Please tally the lines in the records below that contain the string "parked" and reply with only that number.
----- Records for the task -----
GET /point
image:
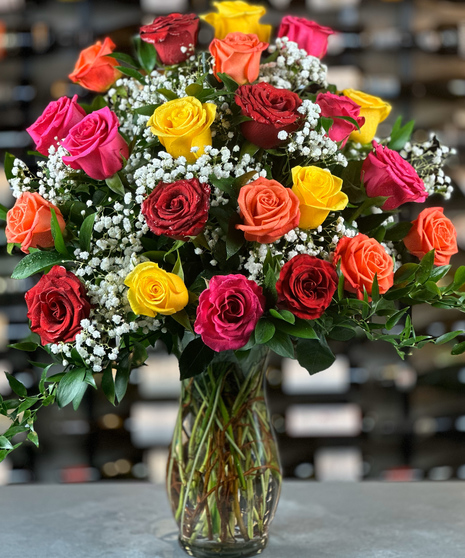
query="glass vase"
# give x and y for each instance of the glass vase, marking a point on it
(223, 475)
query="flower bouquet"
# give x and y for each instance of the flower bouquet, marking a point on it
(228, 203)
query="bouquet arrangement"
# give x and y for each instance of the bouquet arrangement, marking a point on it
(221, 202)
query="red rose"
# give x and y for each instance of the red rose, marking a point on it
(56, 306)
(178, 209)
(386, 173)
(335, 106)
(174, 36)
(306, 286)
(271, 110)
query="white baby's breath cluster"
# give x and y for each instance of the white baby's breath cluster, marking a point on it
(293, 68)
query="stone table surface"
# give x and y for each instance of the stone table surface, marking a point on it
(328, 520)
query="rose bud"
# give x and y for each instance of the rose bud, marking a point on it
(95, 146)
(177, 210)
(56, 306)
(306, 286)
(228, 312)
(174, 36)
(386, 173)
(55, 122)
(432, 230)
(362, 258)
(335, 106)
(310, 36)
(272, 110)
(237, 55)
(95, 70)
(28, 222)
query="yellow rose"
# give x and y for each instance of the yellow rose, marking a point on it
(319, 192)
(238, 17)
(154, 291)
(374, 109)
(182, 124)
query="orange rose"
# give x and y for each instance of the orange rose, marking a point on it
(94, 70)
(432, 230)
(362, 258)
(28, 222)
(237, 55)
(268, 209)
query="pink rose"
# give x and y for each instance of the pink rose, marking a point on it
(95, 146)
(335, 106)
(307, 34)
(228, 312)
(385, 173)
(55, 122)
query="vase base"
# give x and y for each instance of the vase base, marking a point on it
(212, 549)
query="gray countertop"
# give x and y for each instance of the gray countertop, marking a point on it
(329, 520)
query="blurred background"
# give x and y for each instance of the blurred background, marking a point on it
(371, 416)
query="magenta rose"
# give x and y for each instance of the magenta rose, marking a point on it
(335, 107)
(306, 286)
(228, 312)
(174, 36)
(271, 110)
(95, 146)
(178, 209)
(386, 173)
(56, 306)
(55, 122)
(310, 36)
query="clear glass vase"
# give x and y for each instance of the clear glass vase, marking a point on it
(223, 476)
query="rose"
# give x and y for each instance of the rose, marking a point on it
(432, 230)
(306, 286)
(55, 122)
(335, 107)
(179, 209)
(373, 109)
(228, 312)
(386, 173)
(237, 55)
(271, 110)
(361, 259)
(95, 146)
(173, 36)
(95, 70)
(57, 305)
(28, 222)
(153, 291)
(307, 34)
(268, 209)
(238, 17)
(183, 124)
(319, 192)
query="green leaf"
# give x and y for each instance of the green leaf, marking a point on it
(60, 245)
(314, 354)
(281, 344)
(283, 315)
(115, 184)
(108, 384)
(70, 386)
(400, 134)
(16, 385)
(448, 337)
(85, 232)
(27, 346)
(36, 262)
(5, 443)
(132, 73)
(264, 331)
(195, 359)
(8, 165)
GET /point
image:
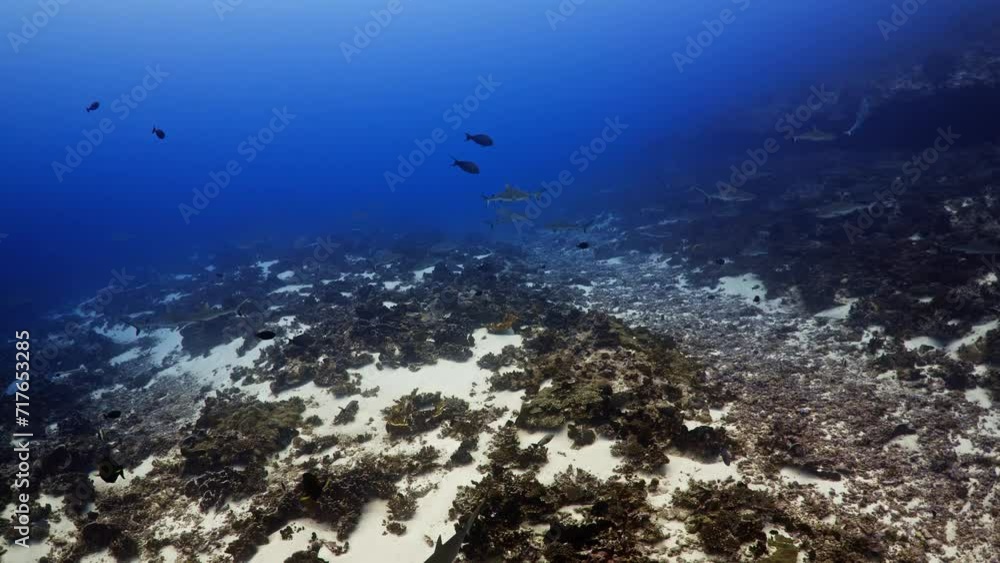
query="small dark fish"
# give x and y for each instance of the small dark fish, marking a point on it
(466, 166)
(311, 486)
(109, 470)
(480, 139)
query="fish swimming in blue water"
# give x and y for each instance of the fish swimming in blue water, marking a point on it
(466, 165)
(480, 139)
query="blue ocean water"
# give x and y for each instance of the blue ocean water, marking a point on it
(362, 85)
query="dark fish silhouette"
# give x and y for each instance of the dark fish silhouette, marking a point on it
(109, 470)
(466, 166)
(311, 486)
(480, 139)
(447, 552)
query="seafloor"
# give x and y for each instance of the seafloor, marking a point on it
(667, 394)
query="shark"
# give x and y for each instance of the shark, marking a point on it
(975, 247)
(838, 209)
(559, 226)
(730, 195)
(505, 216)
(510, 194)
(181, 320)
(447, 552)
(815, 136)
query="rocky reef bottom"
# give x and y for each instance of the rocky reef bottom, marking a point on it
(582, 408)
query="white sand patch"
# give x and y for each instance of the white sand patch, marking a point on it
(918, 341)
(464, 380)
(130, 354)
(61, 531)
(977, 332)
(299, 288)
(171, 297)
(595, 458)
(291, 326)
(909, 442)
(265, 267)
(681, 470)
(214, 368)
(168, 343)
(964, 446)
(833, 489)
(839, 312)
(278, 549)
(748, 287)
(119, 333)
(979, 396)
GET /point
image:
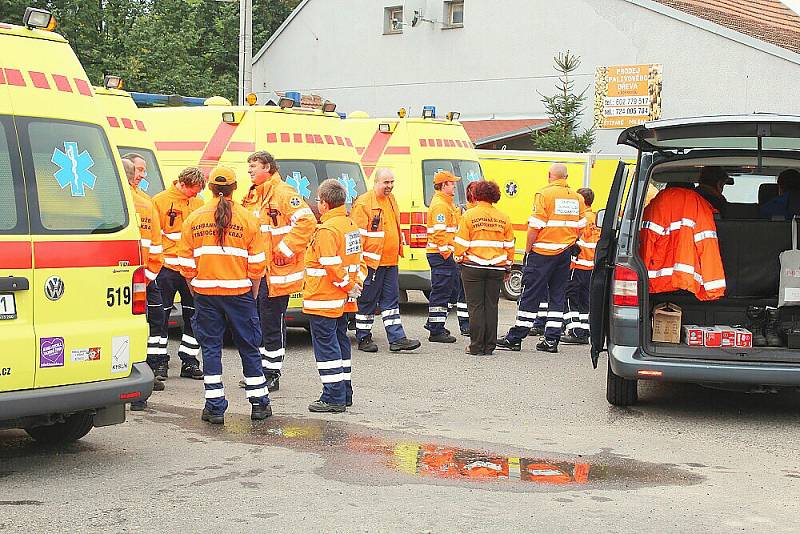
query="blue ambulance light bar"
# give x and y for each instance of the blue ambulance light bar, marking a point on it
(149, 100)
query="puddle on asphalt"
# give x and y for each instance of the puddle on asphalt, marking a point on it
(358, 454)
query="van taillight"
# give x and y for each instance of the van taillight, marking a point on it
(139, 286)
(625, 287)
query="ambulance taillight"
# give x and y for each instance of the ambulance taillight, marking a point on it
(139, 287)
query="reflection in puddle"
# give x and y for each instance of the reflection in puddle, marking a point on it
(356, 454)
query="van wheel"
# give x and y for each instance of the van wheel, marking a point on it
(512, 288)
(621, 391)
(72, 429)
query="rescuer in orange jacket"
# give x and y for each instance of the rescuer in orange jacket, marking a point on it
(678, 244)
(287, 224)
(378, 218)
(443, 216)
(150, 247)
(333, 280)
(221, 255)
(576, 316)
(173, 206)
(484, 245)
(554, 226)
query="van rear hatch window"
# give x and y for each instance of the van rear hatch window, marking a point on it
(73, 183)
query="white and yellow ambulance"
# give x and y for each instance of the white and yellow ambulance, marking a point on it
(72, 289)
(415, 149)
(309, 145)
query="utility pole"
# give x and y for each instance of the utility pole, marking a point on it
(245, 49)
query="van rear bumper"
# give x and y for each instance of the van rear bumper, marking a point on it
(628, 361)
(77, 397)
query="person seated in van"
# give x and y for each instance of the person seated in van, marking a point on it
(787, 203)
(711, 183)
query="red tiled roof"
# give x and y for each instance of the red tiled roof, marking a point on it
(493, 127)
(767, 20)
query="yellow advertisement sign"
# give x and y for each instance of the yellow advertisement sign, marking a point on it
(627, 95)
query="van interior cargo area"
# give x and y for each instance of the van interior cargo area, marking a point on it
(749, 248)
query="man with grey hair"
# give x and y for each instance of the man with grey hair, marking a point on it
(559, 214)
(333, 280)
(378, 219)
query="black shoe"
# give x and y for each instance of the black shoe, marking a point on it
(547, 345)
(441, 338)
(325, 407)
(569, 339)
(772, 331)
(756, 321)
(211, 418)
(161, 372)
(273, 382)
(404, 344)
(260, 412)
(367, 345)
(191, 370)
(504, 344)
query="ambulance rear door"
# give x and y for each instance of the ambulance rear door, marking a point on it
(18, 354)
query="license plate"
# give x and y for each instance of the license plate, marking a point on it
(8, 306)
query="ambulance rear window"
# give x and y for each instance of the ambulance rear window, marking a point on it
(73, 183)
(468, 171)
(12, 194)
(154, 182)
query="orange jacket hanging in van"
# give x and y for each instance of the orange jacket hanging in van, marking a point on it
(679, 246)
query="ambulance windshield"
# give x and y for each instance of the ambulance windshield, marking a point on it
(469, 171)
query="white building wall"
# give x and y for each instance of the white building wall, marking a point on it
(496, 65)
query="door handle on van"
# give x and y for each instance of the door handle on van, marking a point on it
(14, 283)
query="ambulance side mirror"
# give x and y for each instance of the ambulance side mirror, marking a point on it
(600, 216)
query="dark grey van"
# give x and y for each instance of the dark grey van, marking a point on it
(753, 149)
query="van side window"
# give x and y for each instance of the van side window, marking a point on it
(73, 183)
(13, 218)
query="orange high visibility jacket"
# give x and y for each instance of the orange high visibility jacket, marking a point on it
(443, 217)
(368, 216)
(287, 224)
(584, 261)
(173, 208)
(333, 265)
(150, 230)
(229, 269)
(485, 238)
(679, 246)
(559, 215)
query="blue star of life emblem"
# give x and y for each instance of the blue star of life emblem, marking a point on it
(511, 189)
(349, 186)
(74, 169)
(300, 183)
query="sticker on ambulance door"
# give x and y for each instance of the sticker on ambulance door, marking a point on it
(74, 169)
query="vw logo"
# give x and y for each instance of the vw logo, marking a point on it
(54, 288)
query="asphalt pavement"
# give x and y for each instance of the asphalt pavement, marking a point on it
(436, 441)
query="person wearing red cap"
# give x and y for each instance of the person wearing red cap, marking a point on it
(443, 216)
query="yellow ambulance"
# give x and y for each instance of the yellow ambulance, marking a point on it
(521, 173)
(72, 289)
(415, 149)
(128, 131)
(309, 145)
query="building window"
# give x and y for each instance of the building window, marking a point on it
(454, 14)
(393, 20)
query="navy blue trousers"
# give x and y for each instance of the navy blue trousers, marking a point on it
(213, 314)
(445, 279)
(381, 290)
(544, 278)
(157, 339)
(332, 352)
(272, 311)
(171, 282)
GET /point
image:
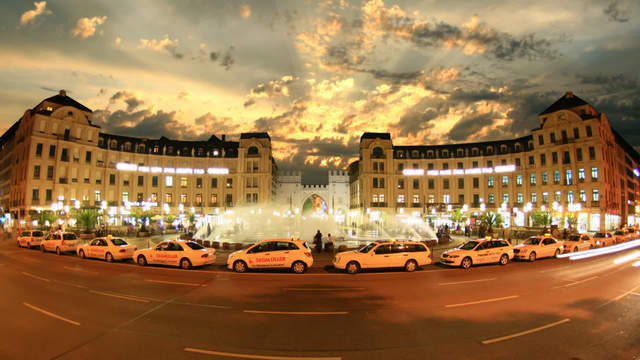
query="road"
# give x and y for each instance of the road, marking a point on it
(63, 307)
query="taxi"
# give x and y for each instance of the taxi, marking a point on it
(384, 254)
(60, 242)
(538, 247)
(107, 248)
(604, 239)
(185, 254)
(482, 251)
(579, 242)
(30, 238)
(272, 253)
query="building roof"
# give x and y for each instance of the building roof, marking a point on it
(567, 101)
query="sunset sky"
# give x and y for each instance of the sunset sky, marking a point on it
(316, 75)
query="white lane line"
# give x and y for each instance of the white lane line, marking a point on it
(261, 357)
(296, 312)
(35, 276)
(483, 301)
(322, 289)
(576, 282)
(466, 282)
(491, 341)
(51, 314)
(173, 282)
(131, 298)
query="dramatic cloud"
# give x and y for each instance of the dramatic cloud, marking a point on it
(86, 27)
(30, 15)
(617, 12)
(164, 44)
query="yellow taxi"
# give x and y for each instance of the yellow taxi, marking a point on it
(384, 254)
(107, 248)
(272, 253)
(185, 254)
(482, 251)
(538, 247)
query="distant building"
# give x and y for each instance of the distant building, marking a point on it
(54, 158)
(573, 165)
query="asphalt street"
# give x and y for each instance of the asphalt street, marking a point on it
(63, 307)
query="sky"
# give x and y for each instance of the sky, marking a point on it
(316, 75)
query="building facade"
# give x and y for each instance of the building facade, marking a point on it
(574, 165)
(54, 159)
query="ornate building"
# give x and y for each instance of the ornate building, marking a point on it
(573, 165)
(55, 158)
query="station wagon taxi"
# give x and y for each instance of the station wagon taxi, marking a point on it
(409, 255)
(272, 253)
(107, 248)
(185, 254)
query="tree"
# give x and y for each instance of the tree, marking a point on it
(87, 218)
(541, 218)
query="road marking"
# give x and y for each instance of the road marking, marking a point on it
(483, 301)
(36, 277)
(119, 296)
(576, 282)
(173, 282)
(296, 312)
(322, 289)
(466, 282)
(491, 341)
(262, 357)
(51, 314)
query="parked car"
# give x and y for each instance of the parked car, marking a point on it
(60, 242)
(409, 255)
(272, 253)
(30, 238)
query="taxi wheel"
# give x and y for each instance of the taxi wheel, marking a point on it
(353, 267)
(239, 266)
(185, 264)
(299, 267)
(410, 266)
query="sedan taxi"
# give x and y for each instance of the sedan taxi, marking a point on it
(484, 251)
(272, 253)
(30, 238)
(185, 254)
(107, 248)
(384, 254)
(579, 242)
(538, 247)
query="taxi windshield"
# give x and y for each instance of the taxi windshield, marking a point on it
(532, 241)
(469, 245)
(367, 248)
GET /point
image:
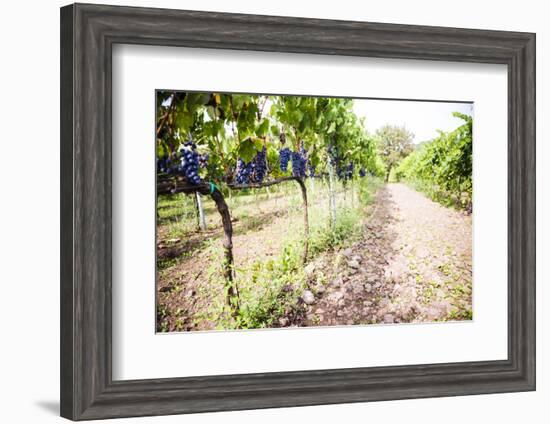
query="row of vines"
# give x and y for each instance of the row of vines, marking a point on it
-----
Exercise response —
2